WORK TO DO: How many lines in the rows below contain the word "flower"? Reply with the number alone.

:: TASK MATERIAL ::

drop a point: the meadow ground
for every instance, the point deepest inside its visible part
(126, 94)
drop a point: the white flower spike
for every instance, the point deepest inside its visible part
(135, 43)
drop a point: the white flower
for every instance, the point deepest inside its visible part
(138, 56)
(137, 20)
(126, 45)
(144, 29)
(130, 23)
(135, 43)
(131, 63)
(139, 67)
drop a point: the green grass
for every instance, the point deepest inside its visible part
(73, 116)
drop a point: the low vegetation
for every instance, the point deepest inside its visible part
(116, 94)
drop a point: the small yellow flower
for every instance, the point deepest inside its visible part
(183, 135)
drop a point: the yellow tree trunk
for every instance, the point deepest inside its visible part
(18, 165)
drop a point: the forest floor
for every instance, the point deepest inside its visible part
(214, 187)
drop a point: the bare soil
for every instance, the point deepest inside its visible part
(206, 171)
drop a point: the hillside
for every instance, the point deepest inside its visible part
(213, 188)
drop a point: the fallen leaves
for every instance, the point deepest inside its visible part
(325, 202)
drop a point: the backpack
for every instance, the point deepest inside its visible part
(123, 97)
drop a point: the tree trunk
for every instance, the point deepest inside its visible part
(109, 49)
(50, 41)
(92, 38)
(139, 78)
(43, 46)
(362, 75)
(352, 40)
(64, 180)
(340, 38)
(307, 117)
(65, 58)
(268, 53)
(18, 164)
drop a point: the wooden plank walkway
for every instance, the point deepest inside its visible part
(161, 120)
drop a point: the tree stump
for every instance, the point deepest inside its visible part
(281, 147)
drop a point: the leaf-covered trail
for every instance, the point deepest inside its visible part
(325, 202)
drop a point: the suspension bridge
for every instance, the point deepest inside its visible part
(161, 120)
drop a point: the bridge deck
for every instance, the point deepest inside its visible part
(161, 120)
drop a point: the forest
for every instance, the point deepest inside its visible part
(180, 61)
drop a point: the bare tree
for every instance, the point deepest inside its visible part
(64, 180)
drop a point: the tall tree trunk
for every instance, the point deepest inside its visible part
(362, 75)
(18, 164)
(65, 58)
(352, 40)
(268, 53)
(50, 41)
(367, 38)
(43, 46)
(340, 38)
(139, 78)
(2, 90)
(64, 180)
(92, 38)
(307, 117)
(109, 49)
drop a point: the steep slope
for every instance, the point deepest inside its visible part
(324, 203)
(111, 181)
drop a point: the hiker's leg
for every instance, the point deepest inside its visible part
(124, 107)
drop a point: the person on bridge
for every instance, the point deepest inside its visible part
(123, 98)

:::
:: TASK MATERIAL ::

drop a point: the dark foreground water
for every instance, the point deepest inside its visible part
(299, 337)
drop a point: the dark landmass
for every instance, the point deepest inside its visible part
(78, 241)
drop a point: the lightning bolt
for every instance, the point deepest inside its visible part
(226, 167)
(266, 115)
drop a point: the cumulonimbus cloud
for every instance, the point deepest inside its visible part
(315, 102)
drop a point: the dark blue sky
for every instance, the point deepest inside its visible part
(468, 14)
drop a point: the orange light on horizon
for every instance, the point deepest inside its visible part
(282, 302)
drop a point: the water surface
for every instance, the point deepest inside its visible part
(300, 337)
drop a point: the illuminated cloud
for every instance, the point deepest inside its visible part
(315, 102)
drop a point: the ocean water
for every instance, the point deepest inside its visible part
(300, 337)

:::

WRITTEN SOLUTION: 3